Énoncé A:
Rendez sous forme de liste JSON de chaînes, une chaîne par ligne et sans les lignes vides, le passage des lignes de données qui s’étend de leur tout début jusqu’à la ligne contenant "449 153 L 465", bornes comprises. Laissez les images hors de la réponse.

# # # # # # #

06/09/2025 6 Min. lecture Droit François Charlet

Dans un verdict rendu le 3 septembre 2025, un jury fédéral de San Francisco a condamné Google LLC à verser 425,7 millions de dollars de dommages-intérêts compensatoires pour violation des droits à la vie privée de près de 100 millions d’utilisateurs dans l’affaire Anibal Rodriguez et al v. Google LLC et al (3:20-cv-04688). Le jury de huit personnes a déterminé que Google avait violé les assurances de confidentialité sous son paramètre «Web & App Activity», considéré comme une tromperie systématique sur les contrôles de confidentialité proposés aux utilisateurs.

Faits

L’affaire trouve son origine dans les pratiques de collecte de données de Google via son kit de développement logiciel Firebase SDK. Selon la plainte, elle découle de «l’interception et la collecte illégales et intentionnelles des communications confidentielles et des données des individus sans leur connaissance ou consentement, même lorsque ces individus suivent expressément les recommandations des défendeurs» pour désactiver le suivi.

# # # # # # #

Énoncé B:
Rédigez la suite de l’article sur la condamnation de Google pour atteinte à la vie privée, en reprenant juste après sa dernière phrase.

[Entrées d’annotation de régions]
# # # # # # #

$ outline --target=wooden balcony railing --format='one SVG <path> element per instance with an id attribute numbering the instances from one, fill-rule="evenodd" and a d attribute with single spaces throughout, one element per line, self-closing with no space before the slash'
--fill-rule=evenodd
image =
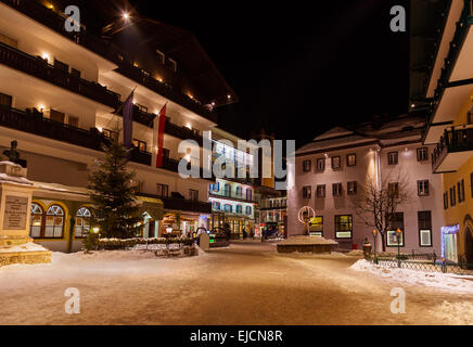
<path id="1" fill-rule="evenodd" d="M 95 128 L 85 130 L 54 121 L 44 118 L 42 113 L 36 110 L 25 112 L 0 106 L 0 126 L 95 151 L 102 151 L 102 144 L 107 141 Z M 130 160 L 143 165 L 151 165 L 151 153 L 135 149 L 131 151 Z"/>
<path id="2" fill-rule="evenodd" d="M 0 64 L 13 67 L 110 107 L 115 108 L 118 105 L 119 94 L 99 83 L 87 81 L 54 67 L 40 56 L 35 57 L 2 42 L 0 42 Z"/>
<path id="3" fill-rule="evenodd" d="M 449 153 L 465 151 L 473 151 L 473 128 L 446 129 L 432 153 L 433 171 L 435 172 Z"/>
<path id="4" fill-rule="evenodd" d="M 161 196 L 161 195 L 153 195 L 153 194 L 145 194 L 145 193 L 139 193 L 138 195 L 162 200 L 165 209 L 175 209 L 175 210 L 192 211 L 192 213 L 200 213 L 200 214 L 212 214 L 212 204 L 207 202 L 168 197 L 168 196 Z"/>

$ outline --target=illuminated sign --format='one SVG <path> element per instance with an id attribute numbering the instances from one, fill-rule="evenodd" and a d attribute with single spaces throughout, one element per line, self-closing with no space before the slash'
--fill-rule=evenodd
<path id="1" fill-rule="evenodd" d="M 456 234 L 460 231 L 460 224 L 442 227 L 440 230 L 443 234 Z"/>

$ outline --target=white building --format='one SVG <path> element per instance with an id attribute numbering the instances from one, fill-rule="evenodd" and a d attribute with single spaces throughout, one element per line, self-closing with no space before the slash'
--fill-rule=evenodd
<path id="1" fill-rule="evenodd" d="M 47 2 L 0 2 L 0 149 L 16 140 L 28 179 L 61 187 L 54 194 L 34 195 L 31 236 L 53 250 L 81 246 L 90 216 L 84 208 L 90 206 L 84 196 L 73 201 L 59 192 L 73 187 L 84 195 L 92 164 L 102 156 L 101 143 L 123 137 L 123 118 L 113 112 L 135 87 L 136 149 L 129 168 L 137 172 L 144 206 L 143 236 L 208 228 L 213 180 L 180 178 L 179 160 L 199 158 L 179 153 L 178 144 L 195 140 L 202 154 L 203 131 L 217 125 L 213 108 L 237 95 L 186 30 L 132 13 L 131 23 L 104 41 L 84 24 L 79 33 L 66 31 L 66 17 Z M 156 115 L 166 103 L 165 150 L 157 168 Z"/>
<path id="2" fill-rule="evenodd" d="M 289 236 L 304 233 L 298 210 L 310 206 L 317 216 L 310 226 L 314 234 L 336 240 L 341 248 L 360 248 L 365 237 L 372 243 L 373 228 L 356 214 L 351 198 L 367 178 L 396 183 L 401 176 L 410 200 L 397 210 L 386 237 L 387 250 L 396 250 L 394 232 L 399 228 L 401 252 L 435 250 L 439 255 L 442 181 L 432 174 L 433 146 L 422 145 L 423 126 L 422 118 L 401 116 L 336 127 L 297 150 L 295 163 L 289 164 L 295 165 L 295 177 L 290 178 L 287 188 Z"/>

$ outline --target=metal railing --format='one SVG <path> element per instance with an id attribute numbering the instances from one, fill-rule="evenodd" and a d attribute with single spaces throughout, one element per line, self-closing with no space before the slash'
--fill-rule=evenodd
<path id="1" fill-rule="evenodd" d="M 373 264 L 385 266 L 388 268 L 400 268 L 416 271 L 443 272 L 461 275 L 473 275 L 473 264 L 450 264 L 443 260 L 404 260 L 393 257 L 370 257 L 368 260 Z"/>
<path id="2" fill-rule="evenodd" d="M 102 144 L 108 141 L 95 128 L 85 130 L 44 118 L 42 113 L 35 108 L 25 112 L 13 107 L 0 106 L 0 126 L 95 151 L 102 151 Z M 130 160 L 151 165 L 151 153 L 139 151 L 136 147 L 130 153 Z"/>
<path id="3" fill-rule="evenodd" d="M 473 128 L 446 129 L 432 153 L 432 169 L 435 171 L 448 153 L 464 151 L 473 151 Z"/>
<path id="4" fill-rule="evenodd" d="M 119 103 L 119 94 L 106 87 L 76 77 L 48 64 L 40 56 L 35 57 L 2 42 L 0 42 L 0 63 L 110 107 L 116 108 Z"/>
<path id="5" fill-rule="evenodd" d="M 88 33 L 86 29 L 81 29 L 79 33 L 66 31 L 64 29 L 64 24 L 66 20 L 64 16 L 34 0 L 0 0 L 0 2 L 8 4 L 16 11 L 27 15 L 28 17 L 53 29 L 57 34 L 68 38 L 75 43 L 80 44 L 89 49 L 90 51 L 117 64 L 118 68 L 116 69 L 116 72 L 118 72 L 119 74 L 141 83 L 146 88 L 150 88 L 158 94 L 164 95 L 172 102 L 176 102 L 183 107 L 206 117 L 212 121 L 217 121 L 216 114 L 214 114 L 207 107 L 197 103 L 195 100 L 192 100 L 188 95 L 183 94 L 182 91 L 179 89 L 179 86 L 172 88 L 172 86 L 162 82 L 151 77 L 151 74 L 144 72 L 139 67 L 133 66 L 132 62 L 128 57 L 128 54 L 126 53 L 126 50 L 122 49 L 120 47 L 112 42 L 104 41 Z"/>

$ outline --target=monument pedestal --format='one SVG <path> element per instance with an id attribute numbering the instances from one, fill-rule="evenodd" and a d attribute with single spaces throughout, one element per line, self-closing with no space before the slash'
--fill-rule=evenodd
<path id="1" fill-rule="evenodd" d="M 34 190 L 25 168 L 0 162 L 0 266 L 51 262 L 51 252 L 29 237 Z"/>

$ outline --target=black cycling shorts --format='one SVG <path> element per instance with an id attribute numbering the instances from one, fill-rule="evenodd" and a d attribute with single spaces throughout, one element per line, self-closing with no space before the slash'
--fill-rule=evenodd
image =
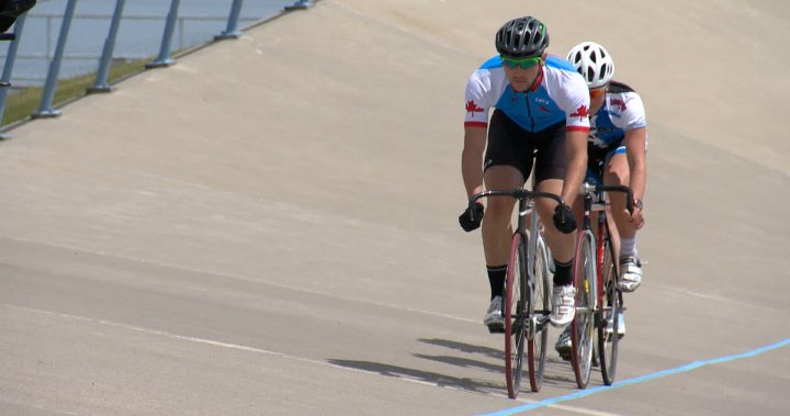
<path id="1" fill-rule="evenodd" d="M 510 120 L 504 112 L 494 110 L 488 123 L 488 145 L 484 170 L 492 166 L 512 166 L 524 182 L 535 165 L 535 183 L 546 179 L 565 179 L 567 150 L 565 121 L 537 133 L 530 133 Z"/>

# # # # # # #

Production attendue A:
[
  "$ outline --target=wooden balcony railing --format='one SVG <path> element per instance with an id attribute numbering the instances from one, fill-rule=\"evenodd\" and a d attribute with single spaces throughout, one element per line, self-closing with no space before the slash'",
  "--fill-rule=evenodd",
  "image =",
  "<path id=\"1\" fill-rule=\"evenodd\" d=\"M 95 128 L 85 130 L 54 121 L 44 118 L 42 113 L 36 110 L 25 112 L 0 106 L 0 126 L 95 151 L 102 151 L 102 144 L 107 141 Z M 130 160 L 143 165 L 151 165 L 151 153 L 135 149 L 131 151 Z\"/>",
  "<path id=\"2\" fill-rule=\"evenodd\" d=\"M 0 64 L 13 67 L 110 107 L 115 108 L 118 105 L 119 94 L 99 83 L 87 81 L 54 67 L 40 56 L 35 57 L 2 42 L 0 42 Z\"/>",
  "<path id=\"3\" fill-rule=\"evenodd\" d=\"M 449 153 L 465 151 L 473 151 L 473 128 L 446 129 L 432 153 L 433 171 L 435 172 Z\"/>"
]

Production attendue B:
Google accomplit «cette interception, ce suivi et cette collecte de données sournois et illégaux de l’activité des utilisateurs d’applications via son Firebase SDK», qui est «une suite d’outils logiciels qui prétend fournir des fonctionnalités supplémentaires à une application, en particulier si elle doit être publiée pour Android». Le problème technique central réside dans le fait que Firebase SDK «permet à Google d’intercepter, de suivre et de collecter automatiquement et systématiquement les données d’activité des applications de leurs utilisateurs, que ces utilisateurs aient ou non désactivé “Web & App Activity” dans leurs paramètres»

Les pratiques de collecte de données sous-jacentes se sont déroulées sur une période de huit ans après que les utilisateurs avaient désactivé le partage de données dans les paramètres, touchant des applications tierces populaires comme Lyft, Venmo, Shazam, The New York Times et Duolingo.

Les demandeurs soutenaient que Google avait créé un système trompeur de contrôles de confidentialité. Ils alléguaient que «les promesses de confidentialité et les assurances de Google sont des mensonges flagrants» et que «Google intercepte, suit, collecte et vend en fait l’historique de navigation et les données d’activité des applications mobiles des consommateurs, quelles que soient les mesures de protection ou les “paramètres de confidentialité” que les consommateurs entreprennent pour protéger leur vie privée».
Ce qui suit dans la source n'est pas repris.